To do. Once you find the line with "221L185 227L186 237ZM198" in the data that follows, repeat it and every line after it exactly, through the line with "positive clicks: (273, 24) (278, 12)".

Material for this exercise.
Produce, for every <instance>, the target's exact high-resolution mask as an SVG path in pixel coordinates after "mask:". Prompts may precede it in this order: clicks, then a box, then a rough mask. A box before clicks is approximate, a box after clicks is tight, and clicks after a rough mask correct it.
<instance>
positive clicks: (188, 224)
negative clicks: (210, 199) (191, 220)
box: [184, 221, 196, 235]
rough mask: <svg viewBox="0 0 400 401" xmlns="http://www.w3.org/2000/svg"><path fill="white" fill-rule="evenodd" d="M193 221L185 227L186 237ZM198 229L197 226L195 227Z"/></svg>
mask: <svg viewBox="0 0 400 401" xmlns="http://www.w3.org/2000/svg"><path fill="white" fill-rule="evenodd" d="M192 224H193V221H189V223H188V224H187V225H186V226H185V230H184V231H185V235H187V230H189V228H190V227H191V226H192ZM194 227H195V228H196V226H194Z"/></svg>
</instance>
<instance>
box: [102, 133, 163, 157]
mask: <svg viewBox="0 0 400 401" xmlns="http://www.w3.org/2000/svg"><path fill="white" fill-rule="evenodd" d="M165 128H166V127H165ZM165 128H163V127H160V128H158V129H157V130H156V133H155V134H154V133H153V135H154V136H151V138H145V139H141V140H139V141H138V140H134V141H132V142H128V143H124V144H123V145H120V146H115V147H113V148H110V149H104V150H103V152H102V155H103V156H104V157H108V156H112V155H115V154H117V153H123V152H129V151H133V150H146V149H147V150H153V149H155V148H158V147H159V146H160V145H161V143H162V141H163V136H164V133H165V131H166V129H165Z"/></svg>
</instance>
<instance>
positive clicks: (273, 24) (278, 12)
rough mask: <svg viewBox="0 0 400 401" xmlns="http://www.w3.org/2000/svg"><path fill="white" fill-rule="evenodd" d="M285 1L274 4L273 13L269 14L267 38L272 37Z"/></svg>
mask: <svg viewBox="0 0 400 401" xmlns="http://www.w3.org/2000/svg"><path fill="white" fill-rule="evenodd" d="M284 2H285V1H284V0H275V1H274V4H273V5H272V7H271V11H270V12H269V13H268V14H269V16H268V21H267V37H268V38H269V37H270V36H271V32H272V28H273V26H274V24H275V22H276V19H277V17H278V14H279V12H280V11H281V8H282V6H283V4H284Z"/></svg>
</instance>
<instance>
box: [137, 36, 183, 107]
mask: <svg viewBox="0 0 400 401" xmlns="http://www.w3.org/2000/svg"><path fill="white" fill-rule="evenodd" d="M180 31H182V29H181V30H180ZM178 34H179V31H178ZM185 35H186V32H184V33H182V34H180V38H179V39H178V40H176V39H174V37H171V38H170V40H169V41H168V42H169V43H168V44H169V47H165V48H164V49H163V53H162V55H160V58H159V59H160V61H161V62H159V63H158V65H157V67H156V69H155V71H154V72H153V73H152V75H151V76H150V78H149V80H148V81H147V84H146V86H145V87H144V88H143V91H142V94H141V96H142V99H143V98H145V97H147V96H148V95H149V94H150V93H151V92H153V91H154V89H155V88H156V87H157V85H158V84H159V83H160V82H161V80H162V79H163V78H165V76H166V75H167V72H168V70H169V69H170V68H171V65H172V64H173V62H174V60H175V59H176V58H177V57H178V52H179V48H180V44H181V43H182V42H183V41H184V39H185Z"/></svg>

Answer to this task.
rough mask: <svg viewBox="0 0 400 401" xmlns="http://www.w3.org/2000/svg"><path fill="white" fill-rule="evenodd" d="M193 221L185 227L186 237ZM198 229L197 226L195 227Z"/></svg>
mask: <svg viewBox="0 0 400 401" xmlns="http://www.w3.org/2000/svg"><path fill="white" fill-rule="evenodd" d="M192 224H193V221H189V223H188V224H187V225H186V226H185V230H184V231H185V235H187V230H189V228H190V227H191V226H192ZM194 227H195V228H196V226H194Z"/></svg>
</instance>
<instance>
box: [102, 133, 163, 157]
mask: <svg viewBox="0 0 400 401" xmlns="http://www.w3.org/2000/svg"><path fill="white" fill-rule="evenodd" d="M165 128H166V127H165ZM165 128H163V127H160V128H158V129H157V130H156V133H155V134H154V133H153V135H154V136H151V138H145V139H141V140H139V141H138V140H134V141H132V142H128V143H124V144H123V145H120V146H115V147H113V148H110V149H104V150H103V152H102V155H103V156H104V157H108V156H112V155H115V154H117V153H123V152H129V151H133V150H146V149H147V150H153V149H155V148H158V147H159V146H160V145H161V143H162V141H163V136H164V133H165V131H166V129H165Z"/></svg>
</instance>
<instance>
positive clicks: (273, 24) (278, 12)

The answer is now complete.